(EXERCÍCIO PROPOSTO A) Conte quantas linhas das entradas contêm a palavra "shrub" e indique apenas esse número.

(TEXTO EXTRAÍDO)
------------------------

Não existe, assim, qualquer omissão de fundamentação de facto, tendo sido expressamente enunciados no contexto da decisão recorrida os factos relevantes alegados pela apelante, inexistindo, em consequência, a nulidade invocada.

Restará verificar se, ao optar o Sr. juiz a quo por considerar que os autos se encontravam revestidos de todos os elementos necessários para prolação de despacho liminar, declarando não ser necessária a realização de outras diligências probatórias, terá incorrido em nulidade, violando o direito da apelante à produção de prova.
O despacho em questão, em termos gerais autorizado pela previsão do art.º 6º, n.º 1 do Código de Processo Civil (aplicável ao processo de insolvência por força do art.º 17º, n.º 1 do CIRE) – dever de gestão processual -, tem, naturalmente, que ser compatibilizado com os direitos das partes, designadamente o direito à prova.
A doutrina e a jurisprudência são unânimes na aceitação do entendimento de que não impende sobre o devedor o ónus de prova dos requisitos previstos no n.º1 do art.º 238º, do CIRE, cabendo aos credores ou aos interessados a demonstração de que tais requisitos não se verificam [ver, por todos, na doutrina, Carvalho Fernandes e João Labareda, CIRE Anotado, 3ª edição, p.855 e, na jurisprudência, Acórdão do TRP de 25.02.2025, proc.º 1252/24.6T8STS.P1, rel. Márcia Portela, disponível na base de dados da DGSI, que cita diversa jurisprudência no sentido indicado].
Nessa medida, invocando a apelante um conjunto de factos que considerou serem suporte do preenchimento da previsão do art.º 238º, n.º 1, al. d) do CIRE, sobre a mesma impendia o ónus de prova da sua verificação.
Como refere Nuno Lemos Jorge [Direito à Prova: Brevíssimo Roteiro Jurisprudencial, Revista Julgar, n.º 6, 2008, pgs. 99/100], realçando a evidência de que a garantia do direito à prova é outra face da garantia do direito subjetivo, “(…) Sem a possibilidade de provar os factos constitutivos de um direito, a previsão deste não passará de uma boa intenção do legislador. Dito de outro modo, o direito à tutela jurisdicional efectiva contido no artigo 20.º da Constituição da República Portuguesa (CRP) implica o direito à prova, que engloba a possibilidade de propô-la e produzi-la”.

------------------------

(LINHAS DE DADOS)
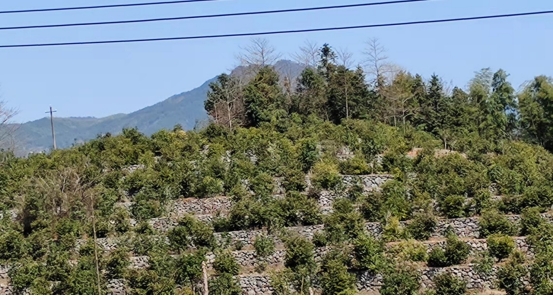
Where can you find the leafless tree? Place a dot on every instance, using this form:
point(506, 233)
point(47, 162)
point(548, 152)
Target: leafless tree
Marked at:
point(7, 127)
point(344, 57)
point(64, 190)
point(258, 54)
point(308, 55)
point(225, 102)
point(376, 61)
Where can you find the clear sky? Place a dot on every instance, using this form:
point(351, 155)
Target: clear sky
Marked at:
point(101, 80)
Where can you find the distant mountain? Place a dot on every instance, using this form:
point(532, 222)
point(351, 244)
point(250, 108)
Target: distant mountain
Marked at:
point(185, 109)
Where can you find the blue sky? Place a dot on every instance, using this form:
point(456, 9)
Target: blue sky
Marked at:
point(101, 80)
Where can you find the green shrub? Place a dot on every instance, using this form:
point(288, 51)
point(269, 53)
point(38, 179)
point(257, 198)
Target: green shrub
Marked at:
point(335, 278)
point(511, 275)
point(368, 254)
point(492, 222)
point(344, 223)
point(372, 206)
point(542, 238)
point(319, 239)
point(401, 280)
point(224, 284)
point(422, 226)
point(225, 263)
point(117, 263)
point(12, 245)
point(23, 274)
point(448, 284)
point(354, 166)
point(392, 230)
point(500, 246)
point(294, 180)
point(410, 250)
point(530, 221)
point(299, 253)
point(188, 269)
point(541, 273)
point(396, 200)
point(453, 206)
point(264, 246)
point(483, 263)
point(437, 258)
point(326, 175)
point(455, 252)
point(481, 201)
point(191, 233)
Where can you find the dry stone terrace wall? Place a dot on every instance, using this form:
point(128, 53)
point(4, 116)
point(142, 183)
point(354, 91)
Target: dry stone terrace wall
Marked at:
point(261, 284)
point(250, 259)
point(463, 227)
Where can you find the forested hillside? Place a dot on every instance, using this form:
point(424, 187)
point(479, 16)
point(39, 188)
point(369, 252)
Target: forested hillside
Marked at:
point(327, 184)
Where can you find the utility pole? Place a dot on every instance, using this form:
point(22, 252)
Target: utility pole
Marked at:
point(52, 124)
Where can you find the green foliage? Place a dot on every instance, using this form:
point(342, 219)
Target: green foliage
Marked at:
point(410, 250)
point(354, 166)
point(188, 268)
point(401, 280)
point(225, 263)
point(422, 226)
point(455, 252)
point(448, 284)
point(541, 274)
point(368, 254)
point(437, 258)
point(299, 253)
point(24, 274)
point(453, 206)
point(326, 175)
point(264, 246)
point(530, 221)
point(12, 245)
point(345, 223)
point(224, 284)
point(117, 263)
point(392, 230)
point(500, 246)
point(191, 232)
point(334, 276)
point(492, 222)
point(511, 275)
point(483, 263)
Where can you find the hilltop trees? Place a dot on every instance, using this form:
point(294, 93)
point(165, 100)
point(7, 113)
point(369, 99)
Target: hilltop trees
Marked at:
point(536, 109)
point(483, 116)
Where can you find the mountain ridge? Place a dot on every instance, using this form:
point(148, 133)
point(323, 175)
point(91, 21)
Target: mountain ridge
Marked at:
point(186, 109)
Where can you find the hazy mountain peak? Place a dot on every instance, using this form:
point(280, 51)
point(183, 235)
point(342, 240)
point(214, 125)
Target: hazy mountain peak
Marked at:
point(186, 109)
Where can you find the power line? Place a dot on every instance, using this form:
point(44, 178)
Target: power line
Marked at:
point(280, 32)
point(101, 6)
point(213, 15)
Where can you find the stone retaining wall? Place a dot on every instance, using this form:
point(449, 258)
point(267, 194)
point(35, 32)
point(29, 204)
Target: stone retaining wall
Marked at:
point(194, 206)
point(261, 284)
point(249, 258)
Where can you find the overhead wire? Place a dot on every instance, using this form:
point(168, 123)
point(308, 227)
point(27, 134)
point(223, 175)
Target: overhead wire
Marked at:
point(102, 6)
point(196, 37)
point(316, 8)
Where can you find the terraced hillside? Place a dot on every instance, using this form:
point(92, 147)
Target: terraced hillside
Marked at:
point(339, 187)
point(370, 226)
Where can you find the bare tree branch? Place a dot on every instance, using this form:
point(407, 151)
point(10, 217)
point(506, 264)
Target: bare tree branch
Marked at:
point(7, 127)
point(376, 62)
point(344, 57)
point(258, 54)
point(308, 55)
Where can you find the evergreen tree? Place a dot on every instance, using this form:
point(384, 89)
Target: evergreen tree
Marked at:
point(263, 96)
point(536, 109)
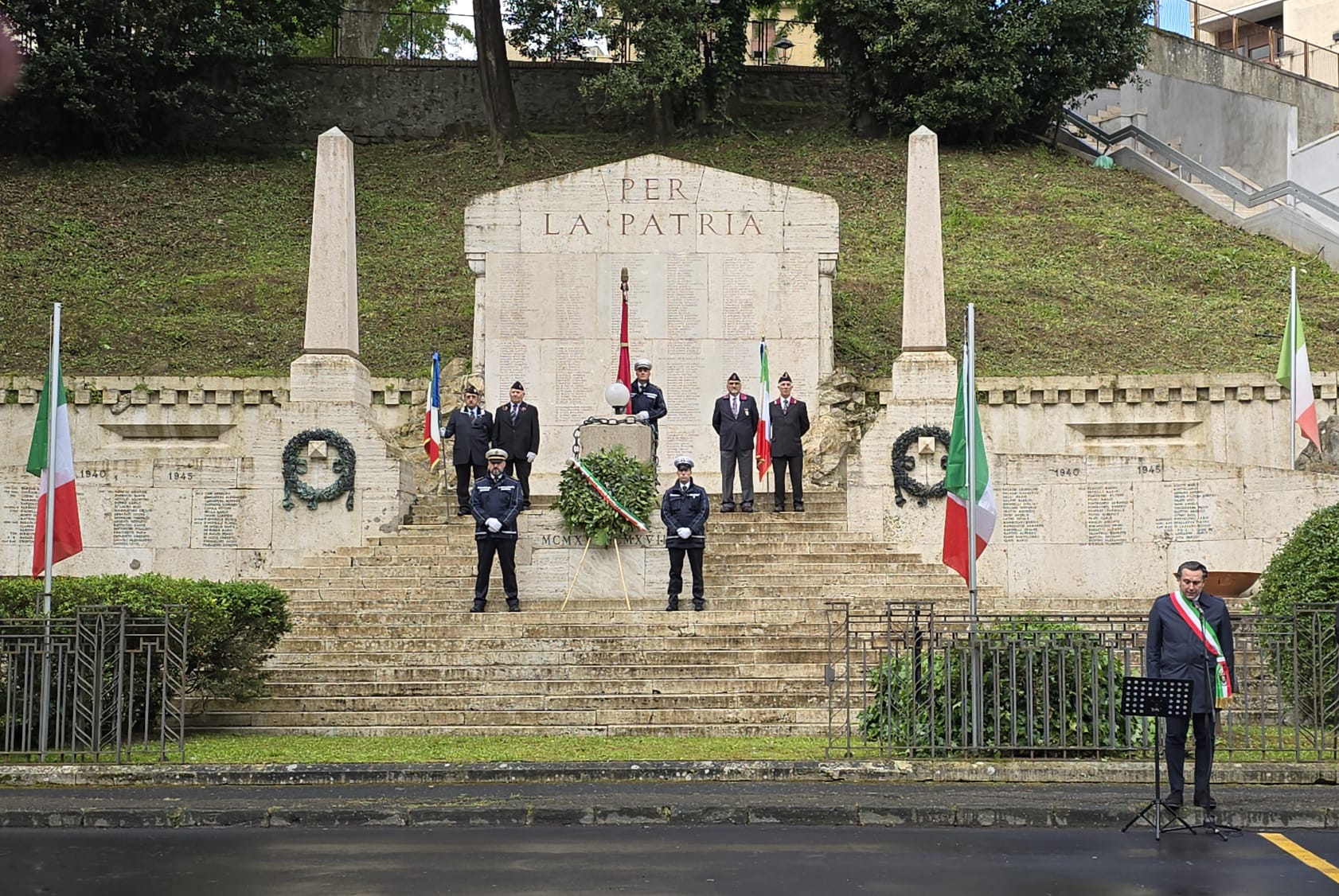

------------------------

(EXERCÍCIO PROPOSTO B) Reescreva o trecho do texto extraído de "Nessa medida, invocando" a "da sua verificação.", trocando "apelante" por "recorrente".

(RESULTADO DO EXERCÍCIO A) 2

(RESULTADO DO EXERCÍCIO B)
Nessa medida, invocando a recorrente um conjunto de factos que considerou serem suporte do preenchimento da previsão do art.º 238º, n.º 1, al. d) do CIRE, sobre a mesma impendia o ónus de prova da sua verificação.